> [Passage to read]
Keep the fuel tank topped out for several days to determine if the fuel level sensor is causing a problem.


----------



## SirBreaksAlot (Aug 3, 2013)

rogoman said:


> Keep the fuel tank topped out for several days to determine if the fuel level sensor is causing a problem.


I've already done this twice. A couple/few days after I top off the fuel tank the check engine light turns off. A couple/few days after that when the fuel level starts to drop and the gauge begins to show readings below the "F"ull mark the check engine lights turns on.

If it is the fuel level sensor, how does it cause this problem?

Are there any other situations you can think of that would be linked to the fuel level?

Thanks


----------



## worthirt (May 21, 2013)

It sounds like it may be poor electrical connections as stated by rogoman. Check them, make sure to check the grounds, when your fuel tank is full, it probaly is sending enough voltage to overcome the problems. I have a 94 sentra, it had a problem with my fuel sensor also. It was just really slow, I cleaned and regrounded the system and my problems went away, there were a few starting issues too. I had to change my battery cables to fix one of the grounds. You may just have a corroded cable.


----------



## SPEEDO (Jun 9, 2003)

bad gas cap or not seated?


----------

> [Task list]
**A)** Write out the part of the forum thread starting with "## worthirt (May" and going on through "a corroded cable.".
**B)** Multiply each bounding box coordinate in the entries by 0.65, rounding to whole numbers with halves going up. Give only the lines starting with the first line of the entries and going on through the line with "305, 0, 323, 9", keeping the request lines unchanged.
The forum thread and the entries come from unrelated sources.

> [Listing]
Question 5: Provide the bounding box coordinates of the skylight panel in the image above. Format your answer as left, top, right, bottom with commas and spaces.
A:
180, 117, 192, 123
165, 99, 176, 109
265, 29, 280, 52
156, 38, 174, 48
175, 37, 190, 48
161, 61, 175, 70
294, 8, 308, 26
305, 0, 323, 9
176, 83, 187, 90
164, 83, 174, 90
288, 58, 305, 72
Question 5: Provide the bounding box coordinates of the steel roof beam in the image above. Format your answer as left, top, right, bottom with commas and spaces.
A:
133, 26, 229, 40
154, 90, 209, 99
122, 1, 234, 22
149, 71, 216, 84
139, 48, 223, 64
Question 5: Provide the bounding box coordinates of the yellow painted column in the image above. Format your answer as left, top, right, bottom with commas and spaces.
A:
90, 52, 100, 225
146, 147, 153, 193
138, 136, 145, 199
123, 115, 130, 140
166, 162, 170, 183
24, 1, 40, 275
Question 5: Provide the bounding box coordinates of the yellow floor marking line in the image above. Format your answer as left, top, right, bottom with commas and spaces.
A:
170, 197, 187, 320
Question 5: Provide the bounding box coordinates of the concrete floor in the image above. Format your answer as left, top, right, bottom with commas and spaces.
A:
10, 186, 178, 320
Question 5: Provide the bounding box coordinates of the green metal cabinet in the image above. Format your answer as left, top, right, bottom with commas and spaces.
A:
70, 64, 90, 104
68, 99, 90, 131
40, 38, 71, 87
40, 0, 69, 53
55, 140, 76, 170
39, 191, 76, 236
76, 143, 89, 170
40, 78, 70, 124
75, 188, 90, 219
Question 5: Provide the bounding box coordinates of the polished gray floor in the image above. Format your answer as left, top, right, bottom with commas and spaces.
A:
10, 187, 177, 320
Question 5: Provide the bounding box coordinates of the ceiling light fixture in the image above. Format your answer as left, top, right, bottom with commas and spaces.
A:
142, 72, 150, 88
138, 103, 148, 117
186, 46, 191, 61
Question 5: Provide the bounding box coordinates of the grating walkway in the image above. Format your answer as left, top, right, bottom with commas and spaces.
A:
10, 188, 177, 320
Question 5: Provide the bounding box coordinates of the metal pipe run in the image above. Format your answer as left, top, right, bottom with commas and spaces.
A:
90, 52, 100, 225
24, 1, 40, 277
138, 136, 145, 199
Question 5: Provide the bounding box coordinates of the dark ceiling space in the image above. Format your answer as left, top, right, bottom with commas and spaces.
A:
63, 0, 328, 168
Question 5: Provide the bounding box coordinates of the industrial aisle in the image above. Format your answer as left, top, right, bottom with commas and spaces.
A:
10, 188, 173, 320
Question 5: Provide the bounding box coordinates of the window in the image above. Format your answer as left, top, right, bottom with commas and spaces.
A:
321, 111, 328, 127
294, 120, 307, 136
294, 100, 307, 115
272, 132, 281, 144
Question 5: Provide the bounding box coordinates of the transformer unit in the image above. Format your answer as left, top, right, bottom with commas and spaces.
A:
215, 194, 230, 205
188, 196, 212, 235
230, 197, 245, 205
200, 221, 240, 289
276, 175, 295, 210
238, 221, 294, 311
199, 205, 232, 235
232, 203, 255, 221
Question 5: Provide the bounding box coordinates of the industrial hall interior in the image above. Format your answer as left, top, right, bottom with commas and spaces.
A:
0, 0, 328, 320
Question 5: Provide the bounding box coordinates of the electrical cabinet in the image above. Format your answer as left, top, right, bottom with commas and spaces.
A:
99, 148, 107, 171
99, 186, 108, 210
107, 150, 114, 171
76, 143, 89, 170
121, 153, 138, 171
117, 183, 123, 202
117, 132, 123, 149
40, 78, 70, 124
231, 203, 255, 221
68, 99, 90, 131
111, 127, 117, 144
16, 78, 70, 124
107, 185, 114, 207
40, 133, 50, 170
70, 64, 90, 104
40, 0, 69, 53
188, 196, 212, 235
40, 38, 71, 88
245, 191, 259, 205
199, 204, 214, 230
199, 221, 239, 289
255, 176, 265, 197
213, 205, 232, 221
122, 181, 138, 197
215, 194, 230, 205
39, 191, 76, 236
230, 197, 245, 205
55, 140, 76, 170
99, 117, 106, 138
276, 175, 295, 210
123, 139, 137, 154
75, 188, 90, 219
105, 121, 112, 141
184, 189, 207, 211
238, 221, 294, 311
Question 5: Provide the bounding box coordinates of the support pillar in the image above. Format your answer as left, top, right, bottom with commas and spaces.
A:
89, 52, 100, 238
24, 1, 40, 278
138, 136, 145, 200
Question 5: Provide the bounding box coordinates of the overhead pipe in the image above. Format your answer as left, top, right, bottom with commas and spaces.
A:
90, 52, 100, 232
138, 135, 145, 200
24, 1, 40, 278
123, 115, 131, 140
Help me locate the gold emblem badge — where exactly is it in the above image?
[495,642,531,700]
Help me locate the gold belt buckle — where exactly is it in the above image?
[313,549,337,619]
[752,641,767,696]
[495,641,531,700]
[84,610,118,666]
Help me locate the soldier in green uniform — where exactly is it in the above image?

> [Responses to the tasks]
**A)**
## worthirt (May 21, 2013)

It sounds like it may be poor electrical connections as stated by rogoman. Check them, make sure to check the grounds, when your fuel tank is full, it probaly is sending enough voltage to overcome the problems. I have a 94 sentra, it had a problem with my fuel sensor also. It was just really slow, I cleaned and regrounded the system and my problems went away, there were a few starting issues too. I had to change my battery cables to fix one of the grounds. You may just have a corroded cable.

**B)**
Question 5: Provide the bounding box coordinates of the skylight panel in the image above. Format your answer as left, top, right, bottom with commas and spaces.
A:
117, 76, 125, 80
107, 64, 114, 71
172, 19, 182, 34
101, 25, 113, 31
114, 24, 124, 31
105, 40, 114, 46
191, 5, 200, 17
198, 0, 210, 6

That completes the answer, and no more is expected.